--- SOURCE EXTRACT Enclosed Below ---

Saturday 20 August 2011

Three More Arrests in Murdoch Paper Phone Hacking Scandal

Three more arrests were made in connection with the phone hacking scandal that came to light on July 4, when the Guardian reported that staff from the News of the World tabloid, which is owned by Rupert Murdoch’s News Corporation, had hacked into the voicemails of a murdered 13-year-old school girl, Milly Dowler. One of the three arrested this week was former News of the World Los Angeles editor James Desborough — a sign that, as Emily Bell writes in the Guardian, it’s possible that phone hacking has occurred in the US.

Desborough was the 13th to be arrested in the scandal; he has been charged with “suspicion of conspiring to intercept communications, contrary to section 1 (1) of the Criminal Law Act 1977.” On Friday, an unnamed detective with London’s Metropolitan Police was arrested on suspicion of leaking details about the phone hacking investigation by Scotland Yard. The Guardian also reported that a 35-year-old man was arrested on suspicion of phone hacking. Sky News reports that the man is former News of the World reported Dale Evans, who was suspended by the paper over a year ago after he was named in a civil case against News Group Newspapers (a subsidiary of News International), brought by interior designer Kelly Hoppen.

In a further development, private investigator Glenn Mulcaire has been ordered by a court to reveal who directed him to hack into the phones of model Elle Macpherson and five other public figures including the deputy leader of the Liberal Democrats, Simon Hughes; Mulcaire is to provide the information by the end of next week. He has also sued News of the World publisher News International, to force the company to pay his legal bills. While News International had announced on July 20 that it was no longer paying his legal bills, earlier this week the company was revealed to have paid “approximately £246,000″ (about $405,000) to lawyers acting for Mulcaire, according to evidence provided on Tuesday by James Murdoch, chief of News International, to the parliamentary culture select committee.

--- End of Enclosed SOURCE EXTRACT ---

EXERCISE INSTRUCTIONS:
In the phone hacking article, what post did James Desborough formerly hold at the News of the World? Rely on the phone hacking article above and nothing else.

--- RECORDED INFORMATION Enclosed Below ---

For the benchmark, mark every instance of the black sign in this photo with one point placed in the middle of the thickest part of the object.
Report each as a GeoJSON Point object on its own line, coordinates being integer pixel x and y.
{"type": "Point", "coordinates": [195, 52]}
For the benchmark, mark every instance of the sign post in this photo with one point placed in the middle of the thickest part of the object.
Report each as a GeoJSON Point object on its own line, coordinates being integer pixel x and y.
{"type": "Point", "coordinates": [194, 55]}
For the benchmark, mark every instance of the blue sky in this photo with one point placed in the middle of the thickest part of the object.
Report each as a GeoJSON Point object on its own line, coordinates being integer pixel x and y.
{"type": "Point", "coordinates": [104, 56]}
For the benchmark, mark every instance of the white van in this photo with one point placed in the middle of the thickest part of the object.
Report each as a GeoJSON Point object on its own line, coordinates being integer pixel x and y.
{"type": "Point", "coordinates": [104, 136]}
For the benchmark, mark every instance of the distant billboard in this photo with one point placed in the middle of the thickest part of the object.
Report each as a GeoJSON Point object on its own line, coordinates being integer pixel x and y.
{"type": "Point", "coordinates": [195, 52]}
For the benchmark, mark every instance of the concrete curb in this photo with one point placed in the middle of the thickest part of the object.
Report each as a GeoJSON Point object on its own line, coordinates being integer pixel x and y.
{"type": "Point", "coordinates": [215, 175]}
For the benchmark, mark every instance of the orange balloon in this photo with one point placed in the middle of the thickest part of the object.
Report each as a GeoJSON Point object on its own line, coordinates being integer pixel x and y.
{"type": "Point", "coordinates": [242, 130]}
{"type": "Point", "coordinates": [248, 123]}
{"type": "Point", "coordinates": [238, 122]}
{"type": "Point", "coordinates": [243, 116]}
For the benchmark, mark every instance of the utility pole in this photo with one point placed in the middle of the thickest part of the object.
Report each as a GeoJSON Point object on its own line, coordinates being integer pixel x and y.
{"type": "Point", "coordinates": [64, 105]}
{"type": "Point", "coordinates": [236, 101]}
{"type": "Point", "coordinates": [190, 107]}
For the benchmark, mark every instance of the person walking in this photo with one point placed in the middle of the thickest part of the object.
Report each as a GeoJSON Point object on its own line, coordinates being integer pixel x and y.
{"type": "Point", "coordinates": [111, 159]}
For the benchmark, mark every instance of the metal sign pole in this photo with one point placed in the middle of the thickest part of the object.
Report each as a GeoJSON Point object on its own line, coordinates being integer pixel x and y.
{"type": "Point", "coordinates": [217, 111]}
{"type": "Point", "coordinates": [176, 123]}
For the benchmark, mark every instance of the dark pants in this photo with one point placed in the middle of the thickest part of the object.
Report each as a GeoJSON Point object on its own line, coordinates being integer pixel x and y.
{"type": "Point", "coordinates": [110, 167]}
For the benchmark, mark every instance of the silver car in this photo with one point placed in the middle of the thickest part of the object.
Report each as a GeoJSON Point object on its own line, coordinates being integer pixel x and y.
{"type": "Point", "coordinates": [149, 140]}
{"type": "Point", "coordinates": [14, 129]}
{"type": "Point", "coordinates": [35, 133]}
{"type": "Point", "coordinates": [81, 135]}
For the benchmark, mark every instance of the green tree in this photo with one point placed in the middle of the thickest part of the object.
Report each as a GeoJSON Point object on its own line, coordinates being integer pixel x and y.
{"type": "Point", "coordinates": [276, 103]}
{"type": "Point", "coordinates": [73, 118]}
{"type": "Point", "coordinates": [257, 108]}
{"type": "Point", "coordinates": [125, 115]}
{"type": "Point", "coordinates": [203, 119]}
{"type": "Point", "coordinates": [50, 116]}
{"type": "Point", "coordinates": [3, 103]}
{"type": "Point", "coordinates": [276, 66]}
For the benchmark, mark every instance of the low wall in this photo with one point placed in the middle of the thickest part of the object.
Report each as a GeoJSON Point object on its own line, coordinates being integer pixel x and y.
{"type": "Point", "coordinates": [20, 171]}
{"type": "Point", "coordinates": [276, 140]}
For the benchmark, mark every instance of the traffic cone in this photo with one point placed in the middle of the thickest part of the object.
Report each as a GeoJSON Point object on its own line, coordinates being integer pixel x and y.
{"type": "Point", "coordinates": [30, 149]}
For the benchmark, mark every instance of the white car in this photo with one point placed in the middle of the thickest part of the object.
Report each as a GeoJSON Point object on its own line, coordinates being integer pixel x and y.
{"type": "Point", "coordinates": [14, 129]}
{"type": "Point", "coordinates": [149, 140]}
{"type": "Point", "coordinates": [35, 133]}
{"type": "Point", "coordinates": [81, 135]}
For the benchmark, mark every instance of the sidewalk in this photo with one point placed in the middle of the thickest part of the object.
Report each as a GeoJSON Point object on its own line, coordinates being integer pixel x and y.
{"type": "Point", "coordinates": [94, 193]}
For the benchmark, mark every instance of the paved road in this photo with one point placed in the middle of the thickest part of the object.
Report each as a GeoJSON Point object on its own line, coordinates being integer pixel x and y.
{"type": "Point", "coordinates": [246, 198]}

--- End of Enclosed RECORDED INFORMATION ---

SOLVED EXERCISE:
Los Angeles editor.